== Stated goal a ==
Shift the coordinates in the entries below by adding 114 to every number in the answers. Write out again only the lines from the one holding "One point lands on each instance of the sign" through the end of the entries, inclusive, requests included.

== Supplied text ==

**********

Refer to the detailed NCERT Solutions of Class 9 Chapter 5 Exploring Mixtures and their Separations. These solutions help students understand the concepts easily.

Class 9 Science Chapter 5 Exploring Mixtures and their Separations NCERT Solutions (Think it over)

Refer to the solutions of tink it over questions given in the Exploring Mixtures and their Separations Class 9 Science Chapter 5 NCERT. These questions helps students develop curiosity.

Page 72

Question: Why do suspended particles settle in muddy water over time but not in milk?

Answer:

Muddy water is a suspension; hence, suspended particles settle in it due to the effect of gravity. Milk is a colloid with very small particles, and these particles remain uniformly spread throughout; suspended particles do not settle down in milk.

Question: How is evaporation different from boiling?

Answer:

Question: Why do you see bright rays of sunlight when it passes through small gaps between the leaves of a dense tree?

Answer:

Bright rays of sunlight are visible when it passes through small gaps between the leaves of a dense tree because of the scattering of light. In air small dust particles and water droplets are present that cause light to scatter. This is also known as the Tyndall effect.

Class 9 Science Chapter 5 Exploring Mixtures and their Separations NCERT Solutions (Pause and Ponder)

**********

== Data for processing ==
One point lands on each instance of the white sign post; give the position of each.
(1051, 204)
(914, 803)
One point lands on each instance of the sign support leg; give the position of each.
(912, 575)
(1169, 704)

**********

== Stated goal b ==
Proceed with the solutions text on exploring mixtures and their separations, picking up right after its last line.

== Written reply a ==
One point lands on each instance of the sign support leg; give the position of each.
(1026, 689)
(1283, 818)

== Written reply b ==
Refer to the detailed solutions of pause and ponder questions given in the NCERT Class 9 Science Chapter 5 Exploring Mixtures and their Seperations. These questions are given to check the knowledge and memorising capacity of students.

Page-79

Question 1. A common talcum powder contains 4 % m/m zinc oxide, which acts as an antiseptic. How much zinc oxide is present in 300 g of the talcum powder?

Answer:

Mass percentage (m/m) of Zinc Oxide: 4%

Total mass of the talcum powder: 300 g

Mass = (Mass percentage/100) x Total mass of powder

Mass of Zinc Oxide =(4/100) X 300

Mass of Zinc Oxide = 0.04 x 300

Mass of Zinc Oxide = 12 g

Question 2. Your mother gives you a bottle of orange juice concentrate to mix with water and serve it to your visiting friends. She asks you to mix two tablespoons of the concentrate with water in a glass tumbler. If each tablespoon measures 15 mL and you make 150 mL of juice per person, what is the % v/v of orange juice concentrate in the mixture you prepared?

Answer:

Volume of concentrate per tablespoon: 15 mL

Number of tablespoons used: 2

Total volume of the final mixture: 150 mL

Volume of Solute = 2 x 15

Volume of Solute = 30 mL

%v/v = (Volume of Solute/Total Volume of Solution) x 100

= (30/150) x 100

= 0.2 x 100

= 20% v/v

Question 3. Vinegar, used as a food preservative and additive, contains 5 % v/v acetic acid. Glacial acetic acid is a liquid, i.e., 100% acetic acid. If you want to make vinegar from glacial acetic acid, how would you proceed?

Answer:

Vinegar contains 5 % v/v acetic acid.

Means 5ml acetic acid in 100 ml of solution

Glacial acetic acid is 100% pure acetic acid. So, to prepare vinegar we need 5 ml glacial acetic acid and 95 ml distilled water.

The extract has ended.